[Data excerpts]
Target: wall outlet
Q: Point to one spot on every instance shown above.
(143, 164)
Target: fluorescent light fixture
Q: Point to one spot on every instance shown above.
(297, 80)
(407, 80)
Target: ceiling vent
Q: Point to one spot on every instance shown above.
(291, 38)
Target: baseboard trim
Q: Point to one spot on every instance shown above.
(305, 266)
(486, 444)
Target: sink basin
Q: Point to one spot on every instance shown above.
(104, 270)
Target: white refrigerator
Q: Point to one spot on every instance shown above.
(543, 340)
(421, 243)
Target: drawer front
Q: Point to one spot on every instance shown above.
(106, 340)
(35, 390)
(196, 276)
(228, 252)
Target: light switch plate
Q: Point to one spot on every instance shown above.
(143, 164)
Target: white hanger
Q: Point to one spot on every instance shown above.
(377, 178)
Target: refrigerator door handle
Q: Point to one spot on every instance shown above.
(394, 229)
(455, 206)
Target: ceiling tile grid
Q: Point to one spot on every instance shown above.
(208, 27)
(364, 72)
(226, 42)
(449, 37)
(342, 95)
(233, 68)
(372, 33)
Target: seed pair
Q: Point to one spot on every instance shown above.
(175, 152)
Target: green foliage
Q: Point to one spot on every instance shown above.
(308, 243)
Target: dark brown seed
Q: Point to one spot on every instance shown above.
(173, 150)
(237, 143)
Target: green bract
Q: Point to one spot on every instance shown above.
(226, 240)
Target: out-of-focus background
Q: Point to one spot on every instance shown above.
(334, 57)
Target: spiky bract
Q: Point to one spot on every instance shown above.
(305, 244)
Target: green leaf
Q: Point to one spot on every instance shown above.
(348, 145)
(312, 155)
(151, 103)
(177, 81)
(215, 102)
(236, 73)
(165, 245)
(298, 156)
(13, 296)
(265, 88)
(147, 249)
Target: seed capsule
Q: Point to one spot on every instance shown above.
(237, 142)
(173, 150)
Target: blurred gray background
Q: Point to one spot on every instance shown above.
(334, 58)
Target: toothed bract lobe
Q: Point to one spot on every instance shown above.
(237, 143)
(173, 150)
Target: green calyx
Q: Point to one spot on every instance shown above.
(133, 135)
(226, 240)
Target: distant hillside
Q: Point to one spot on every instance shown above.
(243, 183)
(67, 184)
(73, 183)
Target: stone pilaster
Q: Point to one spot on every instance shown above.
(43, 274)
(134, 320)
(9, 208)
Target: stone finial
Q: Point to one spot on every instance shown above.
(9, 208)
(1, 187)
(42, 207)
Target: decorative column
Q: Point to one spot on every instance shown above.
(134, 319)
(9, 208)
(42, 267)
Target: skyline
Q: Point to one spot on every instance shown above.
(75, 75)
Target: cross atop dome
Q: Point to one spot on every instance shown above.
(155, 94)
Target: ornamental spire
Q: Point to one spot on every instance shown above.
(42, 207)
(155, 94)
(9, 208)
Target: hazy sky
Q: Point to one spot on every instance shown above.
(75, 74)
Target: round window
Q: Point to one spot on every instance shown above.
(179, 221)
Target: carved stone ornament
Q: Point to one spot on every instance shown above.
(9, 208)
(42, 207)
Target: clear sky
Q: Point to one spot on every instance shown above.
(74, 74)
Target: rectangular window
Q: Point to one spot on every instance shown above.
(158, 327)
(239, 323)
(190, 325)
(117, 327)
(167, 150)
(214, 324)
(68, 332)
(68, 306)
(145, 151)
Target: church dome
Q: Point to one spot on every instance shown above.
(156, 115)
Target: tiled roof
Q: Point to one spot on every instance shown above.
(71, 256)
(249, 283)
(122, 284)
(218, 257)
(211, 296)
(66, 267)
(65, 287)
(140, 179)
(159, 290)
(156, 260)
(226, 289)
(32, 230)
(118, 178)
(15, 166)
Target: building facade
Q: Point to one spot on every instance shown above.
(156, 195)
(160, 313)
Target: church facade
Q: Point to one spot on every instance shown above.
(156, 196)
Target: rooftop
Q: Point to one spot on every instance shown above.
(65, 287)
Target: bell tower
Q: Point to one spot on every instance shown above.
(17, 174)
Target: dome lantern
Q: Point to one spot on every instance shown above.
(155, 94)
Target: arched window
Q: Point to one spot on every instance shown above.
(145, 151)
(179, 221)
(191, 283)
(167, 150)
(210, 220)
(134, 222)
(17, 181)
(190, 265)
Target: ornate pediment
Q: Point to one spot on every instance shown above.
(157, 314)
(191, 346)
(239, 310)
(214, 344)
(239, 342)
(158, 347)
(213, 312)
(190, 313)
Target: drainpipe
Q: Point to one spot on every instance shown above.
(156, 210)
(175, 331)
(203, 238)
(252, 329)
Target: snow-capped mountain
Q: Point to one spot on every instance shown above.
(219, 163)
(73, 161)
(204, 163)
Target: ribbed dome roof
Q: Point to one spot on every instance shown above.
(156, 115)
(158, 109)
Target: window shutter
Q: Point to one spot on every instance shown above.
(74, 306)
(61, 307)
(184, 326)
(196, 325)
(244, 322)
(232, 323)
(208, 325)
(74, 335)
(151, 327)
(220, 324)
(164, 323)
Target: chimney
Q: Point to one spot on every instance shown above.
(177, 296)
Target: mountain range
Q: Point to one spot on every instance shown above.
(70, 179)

Your assignment: Beginning at the line with "Target: spiky bract" and stopping after the line with "Target: distant hillside", please write out every line of the data above exactly and nothing else.

Reply to the exercise:
Target: spiky bract
Q: Point to one spot on every instance shown above.
(305, 244)
Target: green leaf
Q: Point to one spot on every instance shown above.
(348, 145)
(312, 155)
(151, 103)
(177, 81)
(215, 102)
(236, 73)
(165, 245)
(298, 156)
(13, 296)
(265, 88)
(147, 249)
Target: seed capsule
Q: Point to one spot on every instance shown above.
(237, 142)
(173, 150)
Target: blurred gray background
Q: Point to one spot on every instance shown above.
(334, 58)
Target: toothed bract lobe
Q: Point to one spot on every instance shown above.
(237, 143)
(173, 150)
Target: green calyx
Q: Point to one spot on every instance shown above.
(133, 135)
(226, 240)
Target: distant hillside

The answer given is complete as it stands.